START Source text
The state’s General Fund and Education Trust Fund receipts have grown by double-digits over the last year, encouraging state leaders as they cautiously watch the continuing pandemic and brace for potential big expenses in 2022.

“We are recovering quite well from the pandemic and revenues are ahead of expectations for the fiscal year,” said Kirk Fulford, deputy director of the Legislative Services Agency’s Fiscal Division. “Obviously, it is too early to predict what 2022 will look like yet as much of that will depend on further issues with the latest strain of COVID and how that impacts businesses, health care, etc.”

From Oct. 1 through July, tax receipts in the ETF were up 11%, or $683.5 million, from the same point in fiscal 2020. The 2021 year-to-date collection was $6.8 billion.

Income tax ($4.3 billion) and sales tax ($1.9 billion) lead ETF receipts. The simplified sellers use tax, the ETF’s rising star, has grown more than 44% over the last year to more than $54 million collected so far this year.

“I think it’s no secret that the economy is looking very good in Alabama, therefore revenues are up,” said Sen. Arthur Orr, R-Decatur. He's the Senate education budget committee chairman. “However, we need to be very cautious going forward with the delta variant and its potentially adverse impact on revenues in the weeks and months ahead.

“But we can be very pleased with where we are at present in the General Fund and education budgets.”

In the General Fund, receipts were up 13% year-to-date, totaling $2 billion with three months left in the 2021 fiscal year.

Rep. Steve Clouse, the House General Fund budget committee chairman, attributes the increase to the economy opening back up and he’s cautiously watching for the impact of the COVID-19 delta variant.

“Everywhere I go, restaurants are full and people are out shopping and it seems like things are back to normal, getting back to school,” Clouse, R-Ozark, said. “That’s good news from an economic standpoint.”

The 2021 revenue numbers compare to 2020 revenues that largely remained flat last year, despite the pandemic.

“That’s good news compared to previous years where we’ve been singing the blues,” Clouse said.

The 2022 budget year starts Oct. 1. Lawmakers and Gov. Kay Ivey approved earlier this year a $7.6 billion education budget and a $2.4 billion General Fund budget.

The state’s economic recovery from the pandemic that began in 2020 is exceeding expectations, according to a report from the University of Alabama. While the delta variant could still be a factor on the economy, only a full shutdown would significantly stunt growth.

“We will most likely see 5.0-to-5.5% growth for this year, and perhaps next year, too, on the condition that we don’t shut down the economy again,” said Ahmad Ijaz, executive director of the UA Center for Business and Economic Research. “Another shutdown will most likely have a much more devastating impact on the economy.”
END Source text
START Data extract
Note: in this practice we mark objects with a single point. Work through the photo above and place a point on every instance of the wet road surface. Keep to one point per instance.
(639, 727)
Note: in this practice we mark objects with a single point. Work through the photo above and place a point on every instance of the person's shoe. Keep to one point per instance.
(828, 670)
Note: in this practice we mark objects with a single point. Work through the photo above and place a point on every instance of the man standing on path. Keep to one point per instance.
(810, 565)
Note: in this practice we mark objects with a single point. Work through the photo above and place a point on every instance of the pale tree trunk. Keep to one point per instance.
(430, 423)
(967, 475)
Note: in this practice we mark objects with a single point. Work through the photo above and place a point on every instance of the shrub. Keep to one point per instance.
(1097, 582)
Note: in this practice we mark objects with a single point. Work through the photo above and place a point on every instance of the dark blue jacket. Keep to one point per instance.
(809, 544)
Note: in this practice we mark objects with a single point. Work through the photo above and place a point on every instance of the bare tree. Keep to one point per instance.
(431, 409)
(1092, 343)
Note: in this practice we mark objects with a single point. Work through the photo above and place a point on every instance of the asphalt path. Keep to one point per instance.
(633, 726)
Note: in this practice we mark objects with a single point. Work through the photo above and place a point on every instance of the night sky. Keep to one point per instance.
END Data extract
_Questions to answer_
- a) Answer these questions using the revenue article:
(i) By what percentage did tax receipts in the ETF rise from Oct. 1 through July?
(ii) What total had General Fund receipts reached year-to-date?
(iii) What growth rate for this year does Ahmad Ijaz say is most likely?
- b) List every person named in the revenue article.
- c) Reproduce the revenue article word for word, from "The 2022 budget" up to and including "significantly stunt growth.".

_Exercise answers_
- a)
(i) They rose 11%.
(ii) They totaled $2 billion.
(iii) He says 5.0-to-5.5% growth is most likely.

- b) Kirk Fulford, Arthur Orr, Steve Clouse, Kay Ivey, Ahmad Ijaz

- c)
The 2022 budget year starts Oct. 1. Lawmakers and Gov. Kay Ivey approved earlier this year a $7.6 billion education budget and a $2.4 billion General Fund budget.

The state’s economic recovery from the pandemic that began in 2020 is exceeding expectations, according to a report from the University of Alabama. While the delta variant could still be a factor on the economy, only a full shutdown would significantly stunt growth.